**DIRECTIONS**:
A. Please list the example nouns and verbs quoted in the passage below about contextualized problems.
B. In the passage on contextualized problems, what data was the student supposed to analyze in the task the group came up with?

+++ READING PASSAGE +++

Context isn’t everything, but it’s often a good thing. Or at least, it’s a thing, sometimes only a starting point. While contextualized scenarios aren’t necessarily the key that unlocks engagement they may allow students to model, activate students’ interests, activate your own interest, or simply serve as a starting point from which to develop a non-routine problem or project.

But where to start?

I’ve tried the stare-at-the-standard-until-inspiration-hits-you-like-a-bolt-of-lightning technique, but it’s not terribly effective. Not often, anyway.

I find there’s often freedom in constraints. A while back, Chris Jackson from College, Work Readiness Assessment (CWRA) had us design a performance assessment task based on some psuedo-random nouns and verbs (“fox”, “politics”, “measure”, “travel”, and the like). As difficult as it is to think of a contextualized problem in absentia of any guidance, as soon as the “shackles” of these nouns and verbs were placed on us, our group got straight to work. In a 15 minute time frame, we developed the idea of a performance assessment task in which the student is to analyze data on potentially contaminated milk (or something) and write a letter to a politician advising him/her of a possible political advertisement. Did we fully develop the task? No, we were at a conference and had, like, 15 minutes. Did we design the data? Nope. But those quick constraints allowed us the freedom to think deeply about content.

+++ MATERIAL SHOWN +++

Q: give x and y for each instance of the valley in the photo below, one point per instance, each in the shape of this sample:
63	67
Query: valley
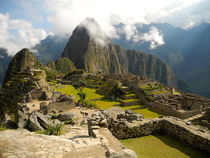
97	99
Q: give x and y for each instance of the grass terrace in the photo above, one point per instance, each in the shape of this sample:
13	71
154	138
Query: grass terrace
102	103
161	146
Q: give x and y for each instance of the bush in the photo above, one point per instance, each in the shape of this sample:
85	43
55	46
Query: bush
89	104
116	93
2	128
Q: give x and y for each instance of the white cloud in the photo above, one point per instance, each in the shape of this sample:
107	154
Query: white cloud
17	34
67	14
153	36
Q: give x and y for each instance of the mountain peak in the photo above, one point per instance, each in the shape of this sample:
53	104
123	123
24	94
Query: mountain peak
94	31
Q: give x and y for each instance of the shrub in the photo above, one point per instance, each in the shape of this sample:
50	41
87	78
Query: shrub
2	128
89	104
116	93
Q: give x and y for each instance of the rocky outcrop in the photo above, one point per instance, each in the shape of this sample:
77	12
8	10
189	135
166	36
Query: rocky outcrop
23	82
91	50
4	61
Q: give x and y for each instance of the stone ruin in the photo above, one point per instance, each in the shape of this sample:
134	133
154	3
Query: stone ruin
123	127
181	106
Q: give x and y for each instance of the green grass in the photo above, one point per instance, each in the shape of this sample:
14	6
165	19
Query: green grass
103	103
132	94
161	146
52	130
131	100
70	90
2	128
147	113
159	92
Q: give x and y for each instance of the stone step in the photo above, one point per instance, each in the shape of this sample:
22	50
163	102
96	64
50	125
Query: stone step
126	88
131	103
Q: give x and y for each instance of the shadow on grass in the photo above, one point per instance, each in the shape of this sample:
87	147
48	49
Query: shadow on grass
183	147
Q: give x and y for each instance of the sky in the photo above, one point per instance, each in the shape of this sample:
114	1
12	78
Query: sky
23	23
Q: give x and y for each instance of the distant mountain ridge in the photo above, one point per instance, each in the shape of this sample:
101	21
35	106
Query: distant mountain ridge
186	51
4	61
84	50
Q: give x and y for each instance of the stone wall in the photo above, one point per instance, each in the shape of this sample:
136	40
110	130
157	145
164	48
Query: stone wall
170	125
168	110
60	106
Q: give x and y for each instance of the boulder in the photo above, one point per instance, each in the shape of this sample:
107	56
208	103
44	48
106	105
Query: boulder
34	124
22	119
125	153
43	120
43	108
65	116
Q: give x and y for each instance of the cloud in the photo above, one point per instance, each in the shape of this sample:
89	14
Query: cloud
95	31
153	36
67	14
16	34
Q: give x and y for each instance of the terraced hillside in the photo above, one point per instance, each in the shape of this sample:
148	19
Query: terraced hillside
96	91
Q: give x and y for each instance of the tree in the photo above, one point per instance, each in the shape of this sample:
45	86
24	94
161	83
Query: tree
116	92
80	85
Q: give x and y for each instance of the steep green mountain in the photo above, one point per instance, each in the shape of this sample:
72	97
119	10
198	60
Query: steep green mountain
186	51
89	49
50	48
22	60
4	61
23	78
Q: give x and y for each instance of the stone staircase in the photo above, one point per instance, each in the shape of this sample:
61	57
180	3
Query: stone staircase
194	117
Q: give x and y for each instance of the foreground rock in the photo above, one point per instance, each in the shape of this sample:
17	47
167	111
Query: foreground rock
74	144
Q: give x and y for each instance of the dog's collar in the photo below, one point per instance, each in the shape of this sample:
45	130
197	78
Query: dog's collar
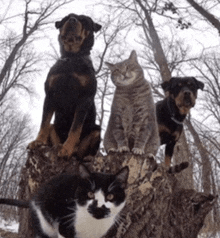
85	57
176	121
173	114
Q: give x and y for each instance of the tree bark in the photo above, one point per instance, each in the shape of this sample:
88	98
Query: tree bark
157	205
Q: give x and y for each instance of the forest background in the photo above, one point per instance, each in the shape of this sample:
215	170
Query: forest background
171	38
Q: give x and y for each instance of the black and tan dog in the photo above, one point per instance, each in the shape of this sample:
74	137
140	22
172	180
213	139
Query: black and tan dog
171	112
70	89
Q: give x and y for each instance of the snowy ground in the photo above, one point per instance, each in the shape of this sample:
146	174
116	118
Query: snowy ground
8	226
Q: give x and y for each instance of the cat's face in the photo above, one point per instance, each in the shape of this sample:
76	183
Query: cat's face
101	195
126	72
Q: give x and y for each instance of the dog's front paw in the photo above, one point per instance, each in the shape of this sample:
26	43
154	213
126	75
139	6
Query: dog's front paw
64	152
138	151
123	149
34	144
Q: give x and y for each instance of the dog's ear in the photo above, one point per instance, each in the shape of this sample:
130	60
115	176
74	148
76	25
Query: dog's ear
200	85
96	27
110	66
58	24
166	86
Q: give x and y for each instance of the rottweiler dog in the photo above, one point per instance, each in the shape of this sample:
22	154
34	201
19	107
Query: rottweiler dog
171	112
70	90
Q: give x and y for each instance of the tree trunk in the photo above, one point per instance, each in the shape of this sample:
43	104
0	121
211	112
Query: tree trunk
211	18
157	205
181	154
206	164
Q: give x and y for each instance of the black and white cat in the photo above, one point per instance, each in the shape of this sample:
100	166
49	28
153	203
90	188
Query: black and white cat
82	206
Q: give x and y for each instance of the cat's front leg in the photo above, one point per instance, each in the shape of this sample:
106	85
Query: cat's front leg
138	151
119	134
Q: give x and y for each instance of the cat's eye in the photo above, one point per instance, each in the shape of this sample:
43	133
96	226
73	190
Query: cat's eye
91	195
110	197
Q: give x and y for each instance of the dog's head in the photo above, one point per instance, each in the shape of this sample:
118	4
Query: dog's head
76	34
184	91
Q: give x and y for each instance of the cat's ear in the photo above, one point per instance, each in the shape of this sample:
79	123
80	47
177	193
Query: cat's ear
110	66
84	172
122	176
133	56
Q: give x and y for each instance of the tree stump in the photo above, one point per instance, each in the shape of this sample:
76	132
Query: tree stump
157	205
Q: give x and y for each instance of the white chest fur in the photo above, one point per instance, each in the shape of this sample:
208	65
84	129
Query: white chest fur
86	226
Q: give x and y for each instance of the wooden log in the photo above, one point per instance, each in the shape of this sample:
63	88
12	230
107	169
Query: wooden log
157	204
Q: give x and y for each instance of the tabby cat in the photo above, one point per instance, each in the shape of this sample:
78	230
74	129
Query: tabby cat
81	206
132	125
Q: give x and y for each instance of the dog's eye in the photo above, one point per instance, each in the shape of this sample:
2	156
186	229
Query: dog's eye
63	37
91	195
110	197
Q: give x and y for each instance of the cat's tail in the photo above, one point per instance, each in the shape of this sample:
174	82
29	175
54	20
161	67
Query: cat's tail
14	202
178	168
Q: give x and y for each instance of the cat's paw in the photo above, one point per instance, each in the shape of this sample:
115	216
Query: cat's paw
138	151
112	150
123	149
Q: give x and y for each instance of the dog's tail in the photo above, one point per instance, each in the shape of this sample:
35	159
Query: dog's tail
14	202
178	168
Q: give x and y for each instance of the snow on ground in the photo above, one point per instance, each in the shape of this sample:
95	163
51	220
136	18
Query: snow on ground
9	225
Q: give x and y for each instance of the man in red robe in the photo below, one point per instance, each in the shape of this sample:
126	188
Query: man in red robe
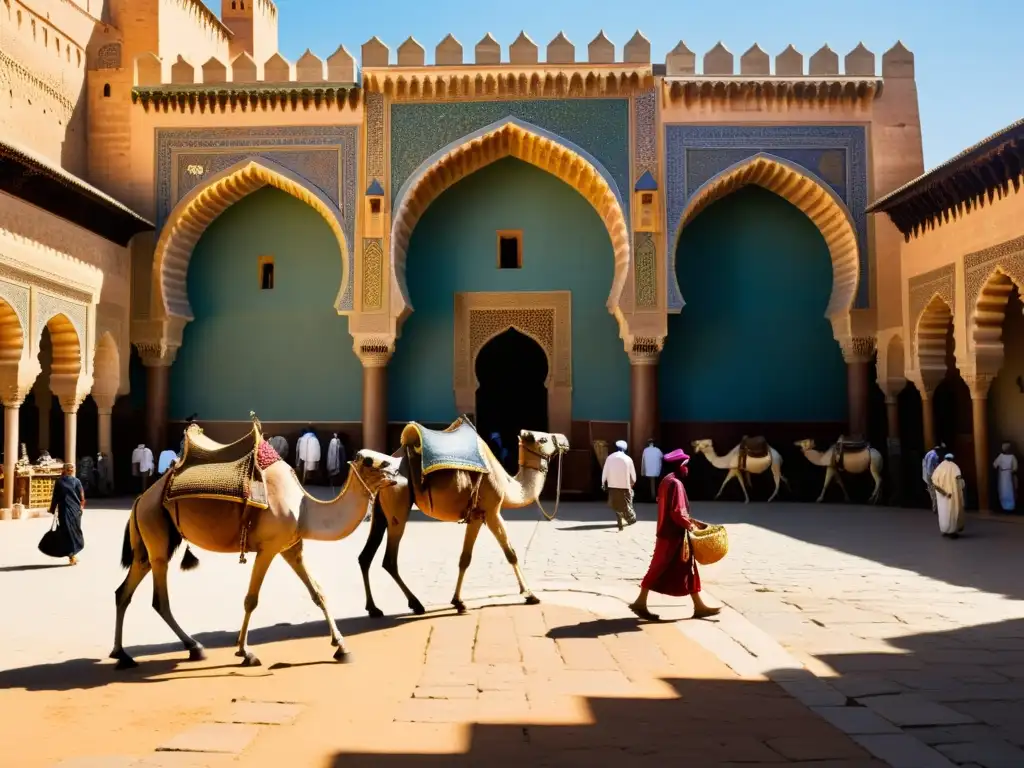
673	569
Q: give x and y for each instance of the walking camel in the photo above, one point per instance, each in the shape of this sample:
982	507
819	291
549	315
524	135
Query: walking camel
751	456
202	501
453	476
846	456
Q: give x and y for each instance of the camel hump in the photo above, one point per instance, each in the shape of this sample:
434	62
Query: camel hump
755	448
458	446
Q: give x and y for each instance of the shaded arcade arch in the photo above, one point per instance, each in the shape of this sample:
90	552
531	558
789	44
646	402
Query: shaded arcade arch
510	137
988	318
512	372
810	195
198	209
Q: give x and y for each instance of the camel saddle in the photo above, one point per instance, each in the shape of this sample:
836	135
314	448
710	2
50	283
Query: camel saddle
232	473
848	445
455	448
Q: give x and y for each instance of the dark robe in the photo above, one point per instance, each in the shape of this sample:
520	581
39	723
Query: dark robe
67	539
669	573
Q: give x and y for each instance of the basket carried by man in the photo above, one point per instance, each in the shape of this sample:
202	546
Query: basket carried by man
710	543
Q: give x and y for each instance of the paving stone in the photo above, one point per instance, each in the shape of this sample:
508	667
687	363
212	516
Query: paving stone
855	720
262	713
228	738
911	709
901	751
989	754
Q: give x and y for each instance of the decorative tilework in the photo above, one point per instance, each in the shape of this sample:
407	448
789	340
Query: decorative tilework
598	125
325	156
375	135
373	272
645	270
645	134
837	154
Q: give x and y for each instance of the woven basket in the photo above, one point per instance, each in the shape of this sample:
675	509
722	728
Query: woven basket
711	544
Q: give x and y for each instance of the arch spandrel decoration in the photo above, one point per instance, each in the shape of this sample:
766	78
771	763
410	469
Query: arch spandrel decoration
199	208
544	316
812	196
510	137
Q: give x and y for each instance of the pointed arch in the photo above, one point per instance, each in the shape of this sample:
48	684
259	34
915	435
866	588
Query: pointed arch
819	203
988	316
931	332
202	206
510	137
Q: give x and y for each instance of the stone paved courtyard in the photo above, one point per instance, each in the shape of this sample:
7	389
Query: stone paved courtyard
870	623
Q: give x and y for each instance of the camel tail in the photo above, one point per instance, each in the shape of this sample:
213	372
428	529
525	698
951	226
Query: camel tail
188	560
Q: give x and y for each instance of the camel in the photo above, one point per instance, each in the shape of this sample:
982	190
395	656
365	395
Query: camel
856	458
769	458
155	531
458	496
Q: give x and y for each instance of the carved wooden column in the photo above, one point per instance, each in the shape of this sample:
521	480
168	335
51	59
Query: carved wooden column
70	408
644	424
158	359
375	354
979	384
857	352
11	411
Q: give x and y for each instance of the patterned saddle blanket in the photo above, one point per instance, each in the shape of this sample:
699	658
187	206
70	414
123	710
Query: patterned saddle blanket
455	448
209	470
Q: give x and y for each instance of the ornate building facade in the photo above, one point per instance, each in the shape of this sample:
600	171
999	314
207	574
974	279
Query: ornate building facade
355	242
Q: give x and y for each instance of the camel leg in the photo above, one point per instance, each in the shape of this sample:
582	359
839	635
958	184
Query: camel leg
378	527
122	598
395	529
829	475
262	564
294	558
472	530
497	526
162	604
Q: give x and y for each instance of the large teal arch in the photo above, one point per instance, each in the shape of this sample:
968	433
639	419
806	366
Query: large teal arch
285	352
753	344
454	249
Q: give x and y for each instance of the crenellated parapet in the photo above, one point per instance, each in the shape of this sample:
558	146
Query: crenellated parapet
821	82
524	72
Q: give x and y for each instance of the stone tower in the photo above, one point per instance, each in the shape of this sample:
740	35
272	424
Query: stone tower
254	26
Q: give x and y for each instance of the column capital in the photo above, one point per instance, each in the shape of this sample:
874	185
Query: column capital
857	348
374	351
157	353
979	384
644	350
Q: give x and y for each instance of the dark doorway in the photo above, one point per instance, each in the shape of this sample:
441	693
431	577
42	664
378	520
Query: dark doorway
511	370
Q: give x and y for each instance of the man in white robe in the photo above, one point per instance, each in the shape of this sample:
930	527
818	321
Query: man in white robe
948	483
1006	465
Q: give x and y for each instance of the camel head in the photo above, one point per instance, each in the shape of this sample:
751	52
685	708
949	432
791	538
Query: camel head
376	470
702	446
546	443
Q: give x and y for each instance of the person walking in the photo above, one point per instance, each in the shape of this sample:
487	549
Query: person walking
67	503
1006	465
932	460
948	483
650	467
673	570
619	477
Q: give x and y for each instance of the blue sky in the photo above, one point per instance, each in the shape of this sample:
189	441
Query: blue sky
969	60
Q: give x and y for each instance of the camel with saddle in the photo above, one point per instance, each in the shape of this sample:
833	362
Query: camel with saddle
238	498
751	456
850	455
453	476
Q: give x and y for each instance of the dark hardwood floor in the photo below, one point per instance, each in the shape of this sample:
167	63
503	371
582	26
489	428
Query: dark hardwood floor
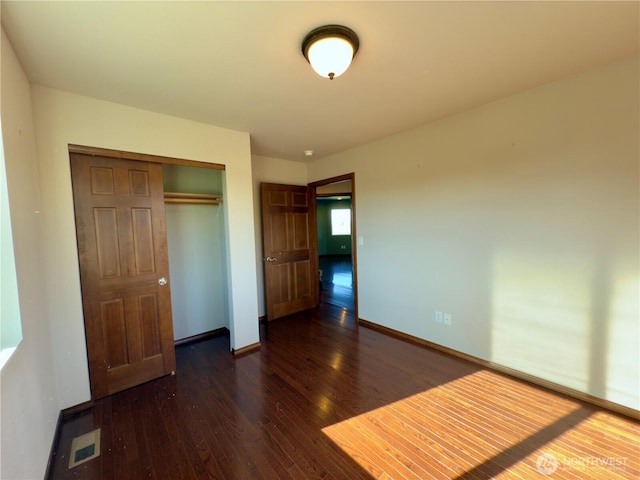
326	399
337	281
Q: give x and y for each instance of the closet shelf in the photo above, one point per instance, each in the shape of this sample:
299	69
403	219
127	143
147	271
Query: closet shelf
199	198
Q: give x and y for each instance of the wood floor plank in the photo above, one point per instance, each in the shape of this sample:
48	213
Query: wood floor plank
325	399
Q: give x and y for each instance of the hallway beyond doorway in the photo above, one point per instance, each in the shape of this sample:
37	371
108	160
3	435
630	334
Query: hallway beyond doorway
336	281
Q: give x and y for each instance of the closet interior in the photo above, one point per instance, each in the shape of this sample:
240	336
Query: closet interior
197	252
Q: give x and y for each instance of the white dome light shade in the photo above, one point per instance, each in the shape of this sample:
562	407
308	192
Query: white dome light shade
330	57
330	49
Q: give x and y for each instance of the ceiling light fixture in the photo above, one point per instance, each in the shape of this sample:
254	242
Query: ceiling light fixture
330	49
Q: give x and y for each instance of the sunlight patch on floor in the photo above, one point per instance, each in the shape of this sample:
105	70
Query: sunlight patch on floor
449	430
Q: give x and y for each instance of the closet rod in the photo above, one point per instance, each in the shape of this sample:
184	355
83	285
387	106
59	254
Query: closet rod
199	198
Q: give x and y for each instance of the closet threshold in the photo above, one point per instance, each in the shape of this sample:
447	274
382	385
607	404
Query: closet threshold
197	198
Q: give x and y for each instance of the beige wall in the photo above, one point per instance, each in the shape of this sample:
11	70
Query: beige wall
270	170
29	396
520	218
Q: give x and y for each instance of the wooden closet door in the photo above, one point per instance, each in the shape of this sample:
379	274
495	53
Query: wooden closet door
124	269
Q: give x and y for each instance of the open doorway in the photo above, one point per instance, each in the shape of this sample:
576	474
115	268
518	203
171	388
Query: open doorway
335	213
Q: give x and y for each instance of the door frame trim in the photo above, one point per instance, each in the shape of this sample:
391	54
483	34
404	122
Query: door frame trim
354	251
143	157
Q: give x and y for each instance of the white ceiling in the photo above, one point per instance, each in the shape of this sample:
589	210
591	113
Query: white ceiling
238	64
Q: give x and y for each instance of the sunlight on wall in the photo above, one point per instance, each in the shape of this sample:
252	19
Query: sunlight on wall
541	322
10	322
623	368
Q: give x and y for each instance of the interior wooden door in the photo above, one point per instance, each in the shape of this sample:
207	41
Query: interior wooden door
124	269
290	249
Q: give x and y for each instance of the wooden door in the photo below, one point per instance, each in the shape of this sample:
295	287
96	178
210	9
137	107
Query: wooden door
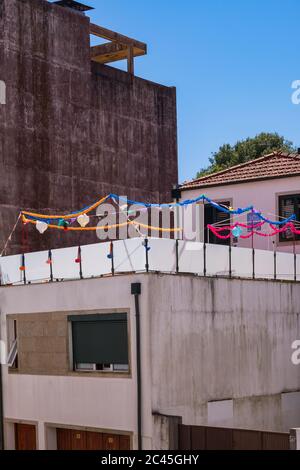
64	439
78	439
25	435
94	441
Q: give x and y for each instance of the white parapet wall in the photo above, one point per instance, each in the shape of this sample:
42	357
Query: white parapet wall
160	255
215	352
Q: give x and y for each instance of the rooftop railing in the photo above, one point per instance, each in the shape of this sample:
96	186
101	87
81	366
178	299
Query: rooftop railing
148	255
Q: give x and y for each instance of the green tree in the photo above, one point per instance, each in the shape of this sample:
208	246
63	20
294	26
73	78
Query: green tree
245	150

+++

**YOUR WRITTEN ANSWERS**:
A. "fox", "politics", "measure", "travel"

B. Data on potentially contaminated milk.